TASK INSTRUCTIONS> Write out all of the lines below, exactly and completely.

MATERIAL PROVIDED>
# # # #

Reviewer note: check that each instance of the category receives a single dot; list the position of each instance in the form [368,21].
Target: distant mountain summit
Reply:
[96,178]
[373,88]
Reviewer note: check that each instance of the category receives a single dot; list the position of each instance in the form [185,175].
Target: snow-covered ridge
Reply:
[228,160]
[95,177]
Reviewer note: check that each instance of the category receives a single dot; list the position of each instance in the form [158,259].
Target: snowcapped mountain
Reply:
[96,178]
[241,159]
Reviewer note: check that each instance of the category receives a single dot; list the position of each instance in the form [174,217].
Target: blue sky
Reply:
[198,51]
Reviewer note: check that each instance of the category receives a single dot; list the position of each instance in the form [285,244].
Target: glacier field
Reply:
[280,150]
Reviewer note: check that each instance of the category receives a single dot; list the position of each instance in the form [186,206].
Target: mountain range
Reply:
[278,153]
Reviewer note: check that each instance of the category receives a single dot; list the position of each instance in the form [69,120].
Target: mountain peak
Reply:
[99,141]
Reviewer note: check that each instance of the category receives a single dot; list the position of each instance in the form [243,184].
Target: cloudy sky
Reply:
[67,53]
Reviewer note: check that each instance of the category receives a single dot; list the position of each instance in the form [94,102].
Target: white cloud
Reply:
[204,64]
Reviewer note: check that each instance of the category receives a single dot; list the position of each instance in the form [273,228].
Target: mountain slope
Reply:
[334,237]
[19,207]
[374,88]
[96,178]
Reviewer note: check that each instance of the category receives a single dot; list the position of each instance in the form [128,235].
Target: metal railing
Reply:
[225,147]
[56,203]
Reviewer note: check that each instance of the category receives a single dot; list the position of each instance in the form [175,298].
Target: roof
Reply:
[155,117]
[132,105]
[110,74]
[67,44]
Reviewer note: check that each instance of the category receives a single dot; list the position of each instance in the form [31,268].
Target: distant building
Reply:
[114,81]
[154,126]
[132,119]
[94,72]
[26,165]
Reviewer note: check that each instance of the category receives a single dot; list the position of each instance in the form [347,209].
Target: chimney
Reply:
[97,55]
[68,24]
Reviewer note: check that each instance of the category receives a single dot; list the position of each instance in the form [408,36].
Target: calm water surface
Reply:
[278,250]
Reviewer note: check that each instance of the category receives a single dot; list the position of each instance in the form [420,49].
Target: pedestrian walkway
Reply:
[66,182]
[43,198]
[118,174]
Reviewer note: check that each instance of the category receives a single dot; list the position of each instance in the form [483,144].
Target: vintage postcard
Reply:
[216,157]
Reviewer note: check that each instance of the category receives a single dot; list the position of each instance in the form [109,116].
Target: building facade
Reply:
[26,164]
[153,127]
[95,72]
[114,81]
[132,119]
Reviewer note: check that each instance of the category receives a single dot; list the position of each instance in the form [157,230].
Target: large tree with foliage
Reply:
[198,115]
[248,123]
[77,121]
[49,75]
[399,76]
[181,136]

# # # #

COMPLETED TASK>
Reviewer note: check that each instance of the category receives a single dot; list the position of each instance in the form [368,21].
Target: distant mountain summit
Reply:
[96,178]
[373,88]
Reviewer note: check that each instance of the category receives a single dot; list the position of each instance in the form [185,175].
Target: snow-covered ridge
Reply:
[228,160]
[95,177]
Reviewer note: check that each instance of the category receives a single dot; list the position of each instance in the form [158,259].
Target: snowcapped mountain
Reply:
[96,178]
[241,159]
Reviewer note: check that each instance of the category receives a single dot; list the position of each instance in the form [174,217].
Target: blue sky
Reply:
[198,51]
Reviewer note: check that each instance of the category receives a single dot; list the position of each instance in the form [285,244].
Target: glacier field
Reply:
[280,150]
Reviewer note: check that each instance of the category receives a single dot; list the position of each instance in the form [186,206].
Target: mountain range
Reply:
[278,153]
Reviewer note: check that each instance of the category receives a single dot; list the position of each instance in the form [69,120].
Target: mountain peak
Reply:
[99,141]
Reviewer note: check that each instance of the category receives a single dot; list the position of each instance in the form [243,184].
Target: cloudy sky
Reply:
[67,53]
Reviewer note: check that each instance of the category receives a single dot; list the position of each instance in the form [94,102].
Target: white cloud
Reply:
[204,64]
Reviewer note: check that each instance of the category receives a single dot; list the position of each instance in the form [273,228].
Target: mountain slope
Reply:
[334,237]
[19,207]
[374,88]
[96,178]
Reviewer note: check that each instance of the category receives a single dot; list the position of each instance in the form [128,235].
Target: metal railing
Reply:
[225,147]
[56,203]
Reviewer note: check that each instance of the category receives a single dot; list the position of each instance in the form [175,298].
Target: roof
Reply:
[155,117]
[132,105]
[110,74]
[67,44]
Reviewer note: check that each instance of the category receives a single dot; list the position of each instance in the form [31,268].
Target: distant building
Reply:
[114,81]
[154,126]
[132,119]
[94,72]
[26,165]
Reviewer note: check that each instance of the category receives a single dot; list the position of each instance in the form [347,209].
Target: chimney
Reply:
[97,55]
[68,24]
Reviewer note: check that each instance of the category receives a single dot; list the position of each instance in the form [408,36].
Target: calm water surface
Reply:
[278,250]
Reviewer note: check that each instance of the category receives a single dot; list the position of each instance in the form [420,49].
Target: pedestrian walkway
Reply:
[66,182]
[43,198]
[118,174]
Reviewer note: check that each instance of the category receives a single dot; list the position of each instance in the form [483,144].
Target: vintage postcard
Reply:
[216,157]
Reviewer note: check that each instance of the category receives a single dot; list the position of each instance in the form [109,116].
Target: building facade
Reply:
[26,164]
[153,127]
[95,72]
[114,81]
[132,119]
Reviewer note: check that each instance of the category receives a single dot; list the position of each instance in the form [157,230].
Target: large tree with foliage
Reply:
[198,115]
[248,123]
[77,121]
[49,75]
[399,76]
[181,136]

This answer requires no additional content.